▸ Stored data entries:
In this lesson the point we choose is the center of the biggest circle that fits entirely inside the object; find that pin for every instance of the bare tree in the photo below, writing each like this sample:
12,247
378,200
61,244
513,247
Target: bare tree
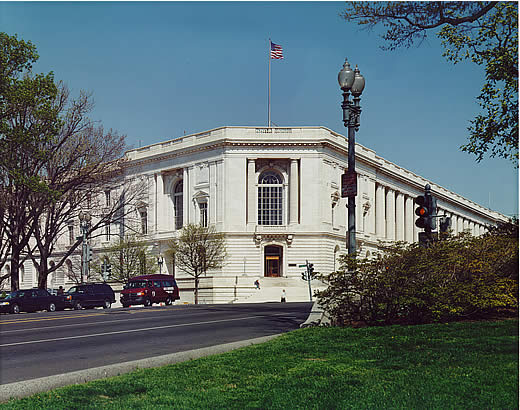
129,257
85,162
197,250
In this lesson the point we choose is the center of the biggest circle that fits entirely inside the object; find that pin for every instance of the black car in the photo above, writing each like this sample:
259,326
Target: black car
89,295
31,300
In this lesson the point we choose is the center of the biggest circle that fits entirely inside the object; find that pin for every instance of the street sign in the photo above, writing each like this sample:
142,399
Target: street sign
348,184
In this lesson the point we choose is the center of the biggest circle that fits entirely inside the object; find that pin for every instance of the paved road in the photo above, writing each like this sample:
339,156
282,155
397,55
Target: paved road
44,344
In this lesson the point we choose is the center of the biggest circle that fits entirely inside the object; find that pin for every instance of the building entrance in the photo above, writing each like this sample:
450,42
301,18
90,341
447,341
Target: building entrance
273,261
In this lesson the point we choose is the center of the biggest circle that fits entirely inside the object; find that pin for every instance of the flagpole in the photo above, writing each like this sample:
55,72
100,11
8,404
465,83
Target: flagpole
269,92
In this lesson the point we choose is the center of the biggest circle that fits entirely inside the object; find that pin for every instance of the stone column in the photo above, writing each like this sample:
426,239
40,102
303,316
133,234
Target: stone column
380,211
251,192
399,216
409,220
390,214
185,197
158,206
293,192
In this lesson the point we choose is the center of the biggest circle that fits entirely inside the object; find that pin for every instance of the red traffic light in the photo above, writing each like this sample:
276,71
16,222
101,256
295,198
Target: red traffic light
421,211
420,200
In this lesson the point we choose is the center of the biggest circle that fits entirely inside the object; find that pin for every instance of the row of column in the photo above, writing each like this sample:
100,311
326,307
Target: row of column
395,217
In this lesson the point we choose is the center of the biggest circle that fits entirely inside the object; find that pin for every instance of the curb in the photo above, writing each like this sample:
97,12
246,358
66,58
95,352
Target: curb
29,387
317,317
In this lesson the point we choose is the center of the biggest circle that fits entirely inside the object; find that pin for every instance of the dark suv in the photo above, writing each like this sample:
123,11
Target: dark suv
89,295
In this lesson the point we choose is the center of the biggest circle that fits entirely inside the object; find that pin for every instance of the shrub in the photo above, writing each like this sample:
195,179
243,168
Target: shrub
457,277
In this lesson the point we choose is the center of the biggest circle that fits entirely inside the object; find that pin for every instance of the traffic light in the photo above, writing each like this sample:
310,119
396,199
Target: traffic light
426,210
310,270
422,212
445,224
89,253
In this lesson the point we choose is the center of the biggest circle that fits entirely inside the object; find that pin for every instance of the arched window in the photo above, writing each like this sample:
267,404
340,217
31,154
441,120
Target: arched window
178,203
270,199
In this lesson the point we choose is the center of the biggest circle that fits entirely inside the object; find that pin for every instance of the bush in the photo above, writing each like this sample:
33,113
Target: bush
457,277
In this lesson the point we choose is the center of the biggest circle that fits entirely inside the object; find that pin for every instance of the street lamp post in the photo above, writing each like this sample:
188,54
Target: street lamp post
160,261
84,220
351,82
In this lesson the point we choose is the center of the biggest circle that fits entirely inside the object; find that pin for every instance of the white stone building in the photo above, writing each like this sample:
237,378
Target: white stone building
275,193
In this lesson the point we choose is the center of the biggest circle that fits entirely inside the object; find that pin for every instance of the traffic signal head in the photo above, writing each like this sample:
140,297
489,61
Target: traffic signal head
422,212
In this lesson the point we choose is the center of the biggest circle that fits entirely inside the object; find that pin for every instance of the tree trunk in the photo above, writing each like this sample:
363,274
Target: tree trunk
196,290
15,269
43,273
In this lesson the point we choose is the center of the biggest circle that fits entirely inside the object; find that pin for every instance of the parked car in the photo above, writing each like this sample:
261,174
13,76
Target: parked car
31,300
148,289
89,295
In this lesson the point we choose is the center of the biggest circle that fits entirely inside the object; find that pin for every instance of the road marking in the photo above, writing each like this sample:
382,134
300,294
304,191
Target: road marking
27,320
128,331
14,321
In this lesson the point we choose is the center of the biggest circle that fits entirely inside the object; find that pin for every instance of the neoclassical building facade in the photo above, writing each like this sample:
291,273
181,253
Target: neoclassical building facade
276,195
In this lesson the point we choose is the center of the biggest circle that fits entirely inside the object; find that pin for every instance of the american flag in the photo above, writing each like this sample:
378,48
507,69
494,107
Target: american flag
276,51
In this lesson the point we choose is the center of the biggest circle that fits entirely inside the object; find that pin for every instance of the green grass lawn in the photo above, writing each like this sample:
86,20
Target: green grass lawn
466,365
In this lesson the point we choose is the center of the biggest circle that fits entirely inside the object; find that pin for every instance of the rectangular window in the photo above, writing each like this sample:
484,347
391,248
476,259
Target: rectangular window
270,205
144,222
178,211
203,206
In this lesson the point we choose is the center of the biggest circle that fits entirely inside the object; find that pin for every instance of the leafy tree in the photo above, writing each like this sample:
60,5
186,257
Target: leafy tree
458,277
197,250
485,33
29,122
128,257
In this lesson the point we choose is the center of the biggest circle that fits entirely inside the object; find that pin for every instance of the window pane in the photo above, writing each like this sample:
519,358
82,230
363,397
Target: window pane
270,199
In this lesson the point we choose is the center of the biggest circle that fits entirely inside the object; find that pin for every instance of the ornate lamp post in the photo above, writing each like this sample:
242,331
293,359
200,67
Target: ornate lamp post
351,82
84,221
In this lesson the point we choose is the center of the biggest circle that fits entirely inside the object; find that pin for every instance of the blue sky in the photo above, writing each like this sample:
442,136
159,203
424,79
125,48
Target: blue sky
158,70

▸ Task item:
All of the lines above should be printed exactly, minus the pictures.

▸ Expected answer:
In this lesson the point we choose is the center of the biggest circle that fits entirely inside the object; find that pin for every instance of the bare tree in the photo below, writing each like this sample:
12,247
378,200
61,244
513,247
Target: bare tree
129,257
85,162
197,250
In this lesson the point we choose is the center of the biggest circle that fits entirely inside the object; find that pin for every instance of the black car in the photo above, writing each like this sample:
259,326
Target: black car
89,295
31,300
In this lesson the point we choose is the center of the biggest circle that fits entirely inside the object; find that pin for every instance of the street sign in the photo above, writing each like this sample:
142,399
Target: street sign
348,184
In this lesson the point we choose is the center of the biggest circle that fits entirely inside the object; find that pin for every instance of the paved road in the photo above, writing each like this sample:
339,156
282,155
397,55
Target: paved road
44,344
In this lesson the point we choose is the center of the biggest circle that fits entirely inside the object; find that pin for every instance of the building entrance in the photo above, writing each like this sample:
450,42
301,18
90,341
447,341
Target: building entrance
273,261
In this lesson the point we choose is the center of the biggest circle that fits entirely inside the object; find that pin for every instance of the flagpole in the photo above, writing each like this sample:
55,72
100,11
8,404
465,83
Target: flagpole
269,92
In this lesson the point we choose is the center of the biggest circle that fits entirely inside the object; find that pin for every instance of the stone column in the photo above, writing each like this sample:
426,239
40,102
303,316
133,234
Target: stone column
380,211
251,192
399,216
409,220
390,214
185,197
158,206
293,192
In this lesson the point we choose is the center of the biggest circle that fits entirely inside the object; find that pin for every instance of the red traffic light in the photo above, writing each like this sample:
276,71
16,222
101,256
295,198
Target: red traffic light
421,211
420,200
In this lesson the point we choose is the center of the biggest circle that fits entirely inside the object; find that pin for every instance of the row of column in the photo above, writing each like this sample:
100,311
326,307
Target: row of column
395,217
In this lesson the point we choose is the center of the biggest circle that fits entirely inside the object; find that pin for every instance of the curb in the photo above, writing each like this sample:
97,12
246,358
66,58
95,352
Target: curb
29,387
317,317
In this lesson the point we choose is the center of the biggest circle that fits entirely inside the object; find that pin for every instance of the dark suv in the photo above, writing each like this sample:
123,11
Target: dark suv
89,295
In this lesson the point we choose is the center of the biggest circle that fits entirely inside the object; find that pin for every instance of the shrub in the photo above, writing each like this sample:
195,179
243,168
Target: shrub
457,277
In this lesson the point we choose is the center of the biggest circle that fits entirely inside the object; find that pin for every instance of the traffic light in the photo above, writing each like this sample:
310,119
396,199
Target: traffic light
426,210
310,270
422,212
445,224
89,253
In this lesson the point we choose is the center of the biggest circle that fits entirely inside the object; find that pin for every instance of the arched window in the photo above, writing each like this sample:
267,404
340,217
31,154
441,120
Target: arched window
178,203
270,199
In this lesson the point we choose is the center of the biggest circle that fits entirely inside the object; find that pin for every instance of the bush in the photo above, writing each like this sample:
33,113
Target: bush
457,277
In this lesson the point we choose is the center of the biggest circle that fits entirely inside the object; find that pin for every instance of the street lamp post in the photo above, writing each like this sample:
188,54
Target: street lamp post
160,261
84,220
351,82
In this lesson the point we choose is the center of the biggest circle that fits entirely inside the object; find that pin for every instance of the white stone building in the photo above, writing each like this sample:
237,378
Target: white stone building
275,193
In this lesson the point we choose is the center of the biggest circle that fits entirely inside the object; find that pin for every instance of the traffic signal head in the photo above, writing each like this sample:
140,297
489,61
Target: traffic signal head
422,212
In this lesson the point we choose is the center of the biggest circle that fits entirely inside the object; find that pin for every instance of the tree trunk in the photo above, writing each like this sample:
363,274
Target: tree trunk
196,290
15,269
43,273
In this lesson the point we choose is the center of the biggest circle that fits entirely inside the object; find that pin for every instance of the parked car in the photo above, writing each like this sample:
261,174
13,76
Target: parked car
31,300
148,289
89,295
In this lesson the point we choose is the center of the biggest circle that fits entirely inside the object; find that pin for every instance of the road marking in the photo above, writing each like this sample:
382,134
300,294
304,191
Target: road marking
27,320
128,331
14,321
In this lesson the point we choose is the center of the biggest circle that fits entirely inside the object; find that pin for every instance of the neoclassical building facade in the photo above, writing each like this sample:
291,273
181,253
Target: neoclassical building facade
276,195
In this lesson the point we choose is the center of the biggest circle that fits entirely inside the object; find that pin for every instance of the american flag in the photo above, writing each like this sample:
378,48
507,69
494,107
Target: american flag
276,51
In this lesson the point we choose is the center of the biggest circle that fits entirely inside the object; find that pin for every instance of the green grass lawn in the photo above, writing each like this sample:
86,20
Target: green grass lawn
466,365
In this lesson the point we choose is the center of the biggest circle that fits entirely inside the object; find that pin for every instance of the rectangular window in the photo above, writing each like this sample:
484,347
391,248
476,259
Target: rectangular window
270,205
144,222
178,211
203,206
In this lesson the point we choose is the center of the biggest circle that fits entirely inside the object; find that pin for every instance of the leafy tree in the photo above, writing each like this sample:
60,5
186,257
Target: leafy tree
458,277
197,250
485,33
29,122
128,257
In this lesson the point we choose is the center of the biggest circle that fits entirely inside the object; find that pin for every instance of the window pane in the photo above, writing each like this sample:
519,358
82,230
363,397
Target: window pane
270,199
In this lesson the point we choose is the center of the biggest circle that fits entirely inside the object; find that pin for every instance of the ornate lamp post in the photo above, writing each like this sample:
242,331
293,359
200,67
Target: ornate lamp post
351,82
84,221
In this lesson the point we choose is the center of the biggest circle that fits entirely inside the object; find that pin for every instance of the blue sky in the photo above, writing each like this sample:
442,136
159,203
424,79
125,48
Target: blue sky
158,70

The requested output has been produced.